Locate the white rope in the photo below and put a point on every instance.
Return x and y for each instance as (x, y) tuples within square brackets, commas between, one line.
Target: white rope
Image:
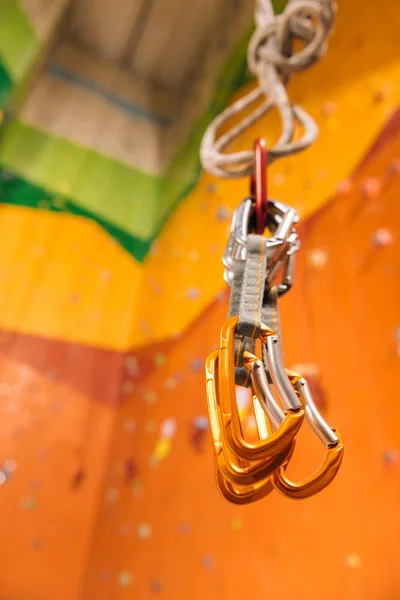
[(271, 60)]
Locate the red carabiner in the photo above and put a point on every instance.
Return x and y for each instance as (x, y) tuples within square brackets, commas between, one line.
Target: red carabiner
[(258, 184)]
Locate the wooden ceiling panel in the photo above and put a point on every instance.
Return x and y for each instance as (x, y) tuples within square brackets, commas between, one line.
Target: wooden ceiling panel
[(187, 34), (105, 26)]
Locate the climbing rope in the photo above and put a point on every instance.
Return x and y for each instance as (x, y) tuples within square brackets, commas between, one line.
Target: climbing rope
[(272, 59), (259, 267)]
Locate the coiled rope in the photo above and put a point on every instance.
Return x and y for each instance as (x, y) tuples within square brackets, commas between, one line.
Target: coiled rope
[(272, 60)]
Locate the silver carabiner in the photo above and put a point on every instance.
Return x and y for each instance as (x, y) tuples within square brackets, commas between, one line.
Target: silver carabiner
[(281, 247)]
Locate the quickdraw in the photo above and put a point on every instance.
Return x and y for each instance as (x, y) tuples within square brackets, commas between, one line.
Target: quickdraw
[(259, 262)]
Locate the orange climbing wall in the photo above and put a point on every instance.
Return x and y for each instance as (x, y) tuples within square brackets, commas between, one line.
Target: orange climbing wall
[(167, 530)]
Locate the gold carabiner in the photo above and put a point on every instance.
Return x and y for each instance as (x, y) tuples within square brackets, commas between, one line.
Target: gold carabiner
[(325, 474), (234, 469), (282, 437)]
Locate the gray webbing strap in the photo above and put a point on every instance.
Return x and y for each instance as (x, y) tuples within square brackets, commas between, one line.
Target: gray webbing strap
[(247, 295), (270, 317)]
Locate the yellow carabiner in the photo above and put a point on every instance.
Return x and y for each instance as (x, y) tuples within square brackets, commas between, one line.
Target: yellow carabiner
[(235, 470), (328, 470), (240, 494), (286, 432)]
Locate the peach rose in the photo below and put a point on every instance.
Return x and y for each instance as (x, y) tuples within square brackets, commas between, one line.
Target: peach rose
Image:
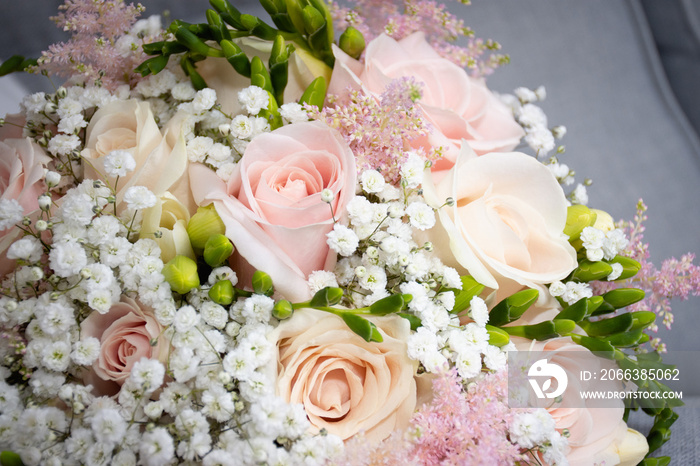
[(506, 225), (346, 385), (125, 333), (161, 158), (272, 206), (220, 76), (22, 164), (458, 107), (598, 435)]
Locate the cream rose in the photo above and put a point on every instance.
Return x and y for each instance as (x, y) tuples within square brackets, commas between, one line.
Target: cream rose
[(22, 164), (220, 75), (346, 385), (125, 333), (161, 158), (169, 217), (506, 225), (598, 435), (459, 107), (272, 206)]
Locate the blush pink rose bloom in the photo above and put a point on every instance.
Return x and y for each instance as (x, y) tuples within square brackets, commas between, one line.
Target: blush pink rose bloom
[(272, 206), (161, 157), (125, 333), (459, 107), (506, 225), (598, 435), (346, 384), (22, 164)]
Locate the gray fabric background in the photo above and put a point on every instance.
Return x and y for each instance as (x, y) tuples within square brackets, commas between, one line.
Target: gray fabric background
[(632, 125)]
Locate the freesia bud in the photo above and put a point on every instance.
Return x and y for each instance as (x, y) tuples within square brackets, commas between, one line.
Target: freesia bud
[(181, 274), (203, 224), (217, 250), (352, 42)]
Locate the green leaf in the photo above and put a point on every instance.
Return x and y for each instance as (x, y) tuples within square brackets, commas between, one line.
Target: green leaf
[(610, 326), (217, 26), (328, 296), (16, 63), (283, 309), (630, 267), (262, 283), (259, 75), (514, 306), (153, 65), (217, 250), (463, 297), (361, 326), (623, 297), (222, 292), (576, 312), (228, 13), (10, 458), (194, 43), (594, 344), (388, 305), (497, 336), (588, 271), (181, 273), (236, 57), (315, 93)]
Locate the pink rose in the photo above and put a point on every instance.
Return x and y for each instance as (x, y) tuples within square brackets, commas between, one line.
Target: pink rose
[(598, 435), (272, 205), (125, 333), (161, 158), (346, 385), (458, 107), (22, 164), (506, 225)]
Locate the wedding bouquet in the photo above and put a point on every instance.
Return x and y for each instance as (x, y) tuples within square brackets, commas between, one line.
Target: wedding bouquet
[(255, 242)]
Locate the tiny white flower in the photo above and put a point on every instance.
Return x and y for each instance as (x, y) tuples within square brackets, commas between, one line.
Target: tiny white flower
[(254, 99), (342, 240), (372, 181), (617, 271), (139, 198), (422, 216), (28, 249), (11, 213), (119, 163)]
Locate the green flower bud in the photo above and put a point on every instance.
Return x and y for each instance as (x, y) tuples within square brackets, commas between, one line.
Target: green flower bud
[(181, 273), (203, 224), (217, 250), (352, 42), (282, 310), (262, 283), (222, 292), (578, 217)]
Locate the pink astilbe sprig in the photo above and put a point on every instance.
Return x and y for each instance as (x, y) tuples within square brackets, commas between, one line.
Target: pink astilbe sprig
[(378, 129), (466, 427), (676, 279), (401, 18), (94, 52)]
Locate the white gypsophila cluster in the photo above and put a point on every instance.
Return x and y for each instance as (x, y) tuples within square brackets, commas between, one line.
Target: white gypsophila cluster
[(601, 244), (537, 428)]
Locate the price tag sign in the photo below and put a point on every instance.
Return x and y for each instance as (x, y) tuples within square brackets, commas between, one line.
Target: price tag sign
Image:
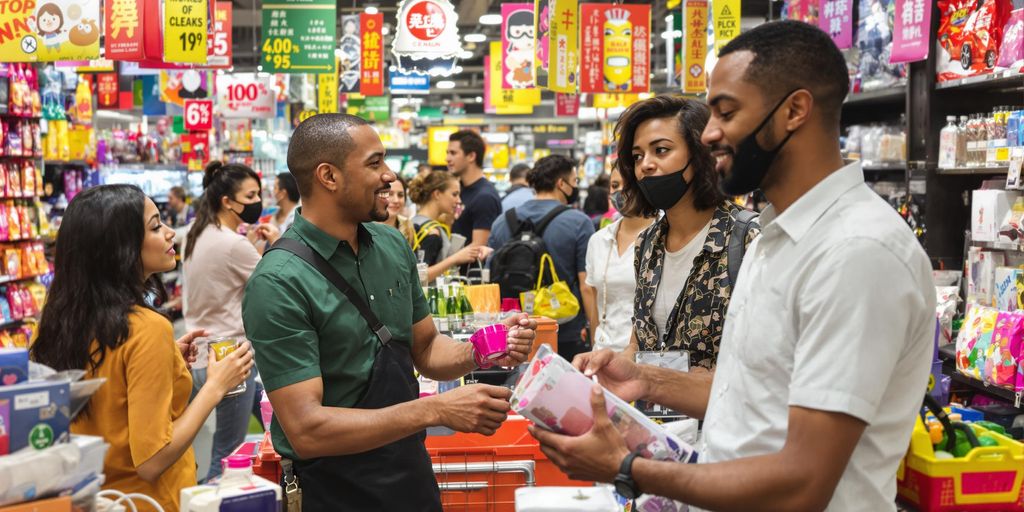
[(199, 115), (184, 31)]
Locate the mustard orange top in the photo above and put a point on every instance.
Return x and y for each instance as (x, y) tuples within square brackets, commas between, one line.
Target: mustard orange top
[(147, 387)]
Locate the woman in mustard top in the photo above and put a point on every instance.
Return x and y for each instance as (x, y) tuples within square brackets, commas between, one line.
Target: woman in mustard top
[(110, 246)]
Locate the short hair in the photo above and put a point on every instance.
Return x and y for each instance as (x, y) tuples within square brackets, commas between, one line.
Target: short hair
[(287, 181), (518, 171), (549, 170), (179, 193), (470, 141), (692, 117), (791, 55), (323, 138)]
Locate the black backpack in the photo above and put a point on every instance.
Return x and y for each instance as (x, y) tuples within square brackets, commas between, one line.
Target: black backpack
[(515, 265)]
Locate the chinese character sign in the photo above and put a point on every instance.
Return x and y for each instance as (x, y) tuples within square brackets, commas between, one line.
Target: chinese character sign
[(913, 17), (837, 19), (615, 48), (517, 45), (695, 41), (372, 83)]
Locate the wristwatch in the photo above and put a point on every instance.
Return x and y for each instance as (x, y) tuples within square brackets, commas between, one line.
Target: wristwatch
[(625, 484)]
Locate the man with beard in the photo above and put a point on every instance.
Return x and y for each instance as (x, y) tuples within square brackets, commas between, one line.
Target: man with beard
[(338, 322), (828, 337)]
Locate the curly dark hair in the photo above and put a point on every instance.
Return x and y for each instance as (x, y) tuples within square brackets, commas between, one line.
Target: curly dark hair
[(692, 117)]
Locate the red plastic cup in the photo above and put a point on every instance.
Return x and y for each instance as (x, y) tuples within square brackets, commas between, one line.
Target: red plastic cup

_ _ _ _

▶ [Stated problem]:
Retype everything in the material word for word, minus pictures.

▶ [Reply to the task]:
Locate the white rope in the photo below and put a point on every instance.
Return x and y for each instance as (x, y) tuples within square brackets, commas between, one line.
Target: white rope
Image:
[(271, 60)]
Locate the red carabiner in the photo above and put a point on every instance.
Return x and y for each instance as (x, y) tuples within square brackets, commas between, one line.
Target: red carabiner
[(258, 184)]
Locate the wooden ceiling panel in the photo above and put a point on every instance.
Return x and y for each instance as (x, y) tuples within square brackets, commas between, one line.
Target: wooden ceiling panel
[(187, 34), (105, 26)]
Locate the climbing rope in the photo above and put a point on every instance.
Return x and y for each instance as (x, y) tuples within square brackets, commas between, one line.
Target: climbing rope
[(272, 59), (259, 267)]
Locate the coiled rope in the photo above and put a point on every instance.
Return x and y for each instance as (x, y) tuples within square brackets, commas between, one line.
Target: coiled rope
[(272, 60)]
Locate the silver carabiner in the photo above and put a point on every instance.
Return x and y for each instance as (x, y) tuples within square brackets, commas between, one line.
Target: silver carabiner
[(281, 247)]
Locate the quickdraw in the photo above and put a point on every instance.
Return x and y for each instance as (x, y) tuples within square brackets, commas between, one line.
Target: quickdraw
[(259, 262)]
Locate the orange climbing wall in the photo above and put a point on every instance.
Return x and y for each instance as (x, y) tuples within square brackets, commas between, one line.
Target: orange climbing wall
[(167, 530)]
Locate the gold carabiner in the photo above and put a point on every instance.
Return x and y for each instance as (x, y) tuples within square brackets, commas between, one line.
Target: gold carabiner
[(325, 474), (234, 469), (282, 437)]
Locate the gray webbing strap in the photo above and put a point on every instance.
Return x and y for each instance as (x, y) tuples within square brackets, commas between, one line.
Target: gray webbing strap
[(247, 295), (270, 317)]
Locate the yellow carabiner in the photo above and put a point on every instance.
Return x and y for each instance as (x, y) tuples within square brackets, commas between, one line.
Target: yellow carabiner
[(235, 470), (328, 470), (240, 494), (286, 432)]
Locate the peach rose in the photo below and put a point on every instance.
Return x and y for each instance as (x, y) tuples within square brackets, commas between, one line.
Target: peach rose
Image:
[(506, 225), (346, 385), (125, 333), (161, 158), (272, 206), (220, 76), (22, 164), (458, 107), (598, 435)]
Locate the cream rose in the photo above and put a point on every instance.
Return x and y for each instance as (x, y) tuples within square brackets, commas between, one line.
Target: cream rose
[(22, 164), (220, 75), (346, 385), (125, 333), (161, 158), (169, 217), (506, 225), (598, 435), (459, 107), (272, 206)]
Locate the blush pink rose bloom in the photo above and put a point on every instance.
Return x and y for each instance as (x, y) tuples within square brackets, commas between, one line.
Target: blush pink rose bloom
[(272, 206), (161, 157), (125, 333), (459, 107), (506, 225), (598, 435), (346, 384), (22, 164)]
Locate the gray fabric background in the photo above and put a point on every instance.
Return x and y for each instance as (x, y) tuples within square brackets, commas between, one line.
Target: gray fabric background
[(632, 125)]
Locate the freesia bud in the photo above and put a point on every instance.
Return x and y for each instance as (x, y) tuples within square brackets, commas between, one line.
Target: freesia bud
[(181, 274), (203, 224), (217, 250), (352, 42)]
Locate the green leaf in the photo above and put a point on every instance.
Return x and y for each instance as (x, y) tuples within square brackets, commas between, one line.
Target: green leaf
[(610, 326), (217, 26), (328, 296), (16, 63), (283, 309), (630, 267), (262, 283), (259, 75), (514, 306), (153, 65), (217, 250), (463, 297), (361, 326), (623, 297), (222, 292), (576, 312), (228, 13), (10, 458), (194, 43), (594, 344), (388, 305), (497, 336), (588, 271), (181, 273), (236, 57), (315, 93)]
Locate the pink rose in the photo above and put a point on every instance.
Return x and y for each instance as (x, y) tuples within square brackets, commas between, one line.
Target: pink rose
[(598, 435), (272, 205), (125, 333), (161, 158), (346, 385), (458, 107), (22, 164), (506, 225)]
Locate the wedding bouquet in the photo above and put a point on every instance.
Return x and y for each instance as (x, y) tuples within square brackets, commas between, one line.
Target: wedding bouquet
[(255, 242)]
Locate the tiny white flower in the photo above and put a point on every instance.
Return x and y for each instance as (x, y) tuples within square brackets, commas between, one line.
Target: tiny white flower
[(254, 99), (342, 240), (372, 181), (617, 271), (139, 198), (422, 216), (28, 249), (11, 213), (119, 163)]
Locate the green flower bud in the photo above and put a point on every instance.
Return x and y for each instance as (x, y) tuples within square brackets, commas between, one line.
Target: green flower bud
[(181, 273), (203, 224), (217, 250), (352, 42), (282, 310), (262, 283), (222, 292), (578, 217)]
Locate the pink astilbe sprig in the photo above and put a point on every instance.
Return x and y for each instance as (x, y) tuples within square brackets, commas between, one line.
Target: pink astilbe sprig
[(378, 129), (466, 427), (676, 279), (401, 18), (94, 52)]
Locate the white gypsophila cluster in the photo above and put a point on every instance.
Return x and y for each instance as (x, y) tuples within square brackets, commas between, one line.
Target: white gypsophila cluster
[(601, 244), (537, 428)]
Locate the price tag sign in the photo below and put a point on every instance.
Return x and y for each instance as (x, y) tuples within square brackets, commas between, one line.
Target: price tag sign
Image:
[(199, 115), (184, 31)]
Locate the mustard orange top in the photo above and put a point on every instance.
Return x and y for each instance as (x, y) tuples within square brackets, commas between, one line.
Target: mustard orange top
[(147, 387)]
Locate the woman in mustard top in the photo above and put a point on every instance.
Return x and y for each instance as (x, y) tuples within square brackets, commas between, one line.
Target: woman in mustard top
[(110, 246)]
Locate the short hair in the photo above and put a point on every instance.
Return x and y for each instance as (x, y) tuples within square brackets, commas between, one line.
Target: short hair
[(287, 181), (518, 171), (549, 170), (179, 193), (470, 141), (692, 117), (791, 55), (323, 138)]
Locate the black backpack in the photo above and put a point on every instance.
Return x and y for each instance as (x, y) tuples within square brackets, commas between, one line.
Target: black backpack
[(515, 265)]
Locate the chinese character sign in the photo above and put a point on every instance.
Return x and y for each instance as (x, y) tuples within square brackets, commas between, one line.
Target: chinese character sign
[(913, 17), (837, 19), (615, 48), (517, 45), (695, 41), (372, 83)]
Locate the wristwatch in the photo above and put a point on every instance.
Return x and y for each instance as (x, y) tuples within square brackets, commas between, one line.
Target: wristwatch
[(625, 484)]
Locate the man with beard in the photo above and put a point on every instance.
Return x and y for each instance as (x, y) tuples within square brackets, commas between, one line.
Target: man with beard
[(338, 322), (828, 337)]
Locate the curly dark hair in the photo above and put a point on every instance.
Return x and y for each instance as (x, y) tuples within square brackets, commas between, one line.
Target: curly dark hair
[(692, 117)]
Locate the red plastic cup in the photo above and put a point on every instance.
Return x and y for each instance as (x, y) tuples within square brackets, commas between, one line.
Target: red plastic cup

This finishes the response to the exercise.